__What is needed__:
Could you filter the records below and keep only the lines with the word "roof"?

——

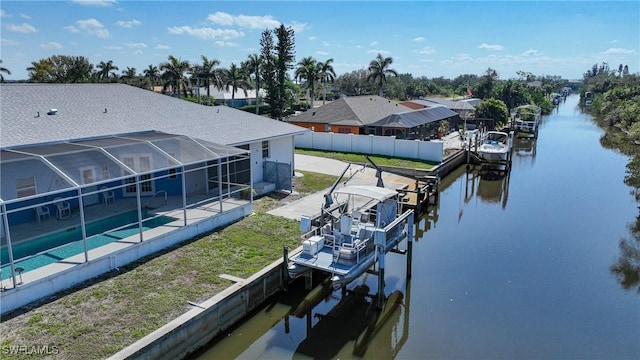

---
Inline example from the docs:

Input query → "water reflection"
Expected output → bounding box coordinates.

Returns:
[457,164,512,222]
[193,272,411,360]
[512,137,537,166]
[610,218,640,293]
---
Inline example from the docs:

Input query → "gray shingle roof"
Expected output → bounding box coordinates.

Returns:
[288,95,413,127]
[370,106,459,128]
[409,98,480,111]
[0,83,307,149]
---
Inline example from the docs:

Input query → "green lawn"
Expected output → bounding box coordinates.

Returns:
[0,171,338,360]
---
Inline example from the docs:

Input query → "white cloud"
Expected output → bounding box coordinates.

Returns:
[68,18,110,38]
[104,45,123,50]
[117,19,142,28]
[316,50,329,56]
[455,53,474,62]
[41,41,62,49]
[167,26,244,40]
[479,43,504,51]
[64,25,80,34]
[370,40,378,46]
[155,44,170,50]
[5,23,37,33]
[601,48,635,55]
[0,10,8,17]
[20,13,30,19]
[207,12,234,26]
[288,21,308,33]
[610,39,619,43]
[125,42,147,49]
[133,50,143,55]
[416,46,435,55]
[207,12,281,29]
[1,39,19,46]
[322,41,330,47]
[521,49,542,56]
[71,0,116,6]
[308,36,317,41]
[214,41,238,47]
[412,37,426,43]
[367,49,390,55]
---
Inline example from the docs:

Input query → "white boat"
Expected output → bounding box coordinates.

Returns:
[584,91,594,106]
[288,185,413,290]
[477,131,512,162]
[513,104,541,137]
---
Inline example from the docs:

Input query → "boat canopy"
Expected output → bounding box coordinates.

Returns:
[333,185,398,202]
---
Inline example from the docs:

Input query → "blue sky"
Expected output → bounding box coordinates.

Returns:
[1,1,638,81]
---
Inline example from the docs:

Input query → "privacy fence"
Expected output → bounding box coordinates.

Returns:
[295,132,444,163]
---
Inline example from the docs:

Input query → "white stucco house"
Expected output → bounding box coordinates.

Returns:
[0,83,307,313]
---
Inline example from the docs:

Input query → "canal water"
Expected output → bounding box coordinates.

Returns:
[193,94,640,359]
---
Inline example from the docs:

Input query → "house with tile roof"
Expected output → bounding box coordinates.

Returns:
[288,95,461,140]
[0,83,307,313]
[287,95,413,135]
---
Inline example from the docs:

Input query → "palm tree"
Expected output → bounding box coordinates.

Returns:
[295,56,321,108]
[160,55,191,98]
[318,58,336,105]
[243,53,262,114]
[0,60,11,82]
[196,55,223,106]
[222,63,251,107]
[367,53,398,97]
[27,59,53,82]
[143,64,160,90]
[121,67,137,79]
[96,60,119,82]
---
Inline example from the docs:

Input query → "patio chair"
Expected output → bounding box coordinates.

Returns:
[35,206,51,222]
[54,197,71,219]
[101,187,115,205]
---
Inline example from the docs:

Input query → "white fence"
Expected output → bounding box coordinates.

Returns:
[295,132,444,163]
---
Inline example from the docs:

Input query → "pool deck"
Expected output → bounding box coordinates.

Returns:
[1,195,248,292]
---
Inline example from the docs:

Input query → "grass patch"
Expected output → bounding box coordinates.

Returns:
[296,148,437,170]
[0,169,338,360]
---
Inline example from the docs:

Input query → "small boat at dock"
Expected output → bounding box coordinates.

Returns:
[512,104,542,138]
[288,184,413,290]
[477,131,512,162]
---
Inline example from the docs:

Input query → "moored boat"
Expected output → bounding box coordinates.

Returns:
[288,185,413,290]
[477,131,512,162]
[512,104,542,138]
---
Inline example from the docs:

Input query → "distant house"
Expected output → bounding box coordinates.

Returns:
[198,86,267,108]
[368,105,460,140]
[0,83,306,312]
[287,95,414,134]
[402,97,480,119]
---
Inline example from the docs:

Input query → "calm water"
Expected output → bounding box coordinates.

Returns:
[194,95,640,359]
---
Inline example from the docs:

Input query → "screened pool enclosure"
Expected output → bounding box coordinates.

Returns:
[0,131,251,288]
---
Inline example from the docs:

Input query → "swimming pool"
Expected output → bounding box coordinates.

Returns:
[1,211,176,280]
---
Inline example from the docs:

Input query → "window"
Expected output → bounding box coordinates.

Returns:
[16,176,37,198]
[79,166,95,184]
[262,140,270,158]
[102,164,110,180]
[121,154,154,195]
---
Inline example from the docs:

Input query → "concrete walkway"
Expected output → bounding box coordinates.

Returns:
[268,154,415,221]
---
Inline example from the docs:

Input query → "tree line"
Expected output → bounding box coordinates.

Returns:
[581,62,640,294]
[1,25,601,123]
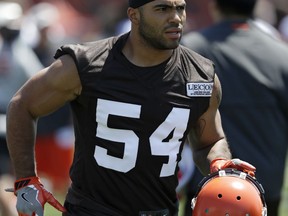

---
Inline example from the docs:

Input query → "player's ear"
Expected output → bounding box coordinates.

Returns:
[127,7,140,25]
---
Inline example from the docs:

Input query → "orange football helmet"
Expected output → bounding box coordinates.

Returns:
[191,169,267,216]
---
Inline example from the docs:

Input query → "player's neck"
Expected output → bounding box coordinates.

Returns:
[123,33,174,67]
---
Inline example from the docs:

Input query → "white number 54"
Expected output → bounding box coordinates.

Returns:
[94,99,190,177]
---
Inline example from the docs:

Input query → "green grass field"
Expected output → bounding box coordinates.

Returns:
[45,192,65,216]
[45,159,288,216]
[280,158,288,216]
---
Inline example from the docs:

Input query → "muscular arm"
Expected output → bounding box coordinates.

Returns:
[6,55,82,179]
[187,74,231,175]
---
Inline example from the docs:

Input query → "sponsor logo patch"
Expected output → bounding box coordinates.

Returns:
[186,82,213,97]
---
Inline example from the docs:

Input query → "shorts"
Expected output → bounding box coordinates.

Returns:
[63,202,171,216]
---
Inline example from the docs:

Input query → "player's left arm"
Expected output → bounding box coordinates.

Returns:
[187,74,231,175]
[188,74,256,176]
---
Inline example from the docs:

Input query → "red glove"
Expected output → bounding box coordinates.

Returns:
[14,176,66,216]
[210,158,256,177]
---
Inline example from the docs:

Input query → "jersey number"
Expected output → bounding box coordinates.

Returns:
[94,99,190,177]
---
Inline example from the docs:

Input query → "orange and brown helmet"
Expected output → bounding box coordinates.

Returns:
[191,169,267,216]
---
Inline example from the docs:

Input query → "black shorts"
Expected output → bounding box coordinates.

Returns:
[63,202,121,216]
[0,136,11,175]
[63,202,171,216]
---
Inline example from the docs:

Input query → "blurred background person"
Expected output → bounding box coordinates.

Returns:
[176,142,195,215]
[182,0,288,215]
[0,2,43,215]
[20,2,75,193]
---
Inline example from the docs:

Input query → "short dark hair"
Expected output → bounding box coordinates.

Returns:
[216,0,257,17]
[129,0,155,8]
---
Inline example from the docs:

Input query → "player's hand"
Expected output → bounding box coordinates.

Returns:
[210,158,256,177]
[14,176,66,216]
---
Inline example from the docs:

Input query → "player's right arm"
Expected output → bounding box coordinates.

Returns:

——

__Task output__:
Input query → "gray shingle roof"
Input query → "house with tile roof"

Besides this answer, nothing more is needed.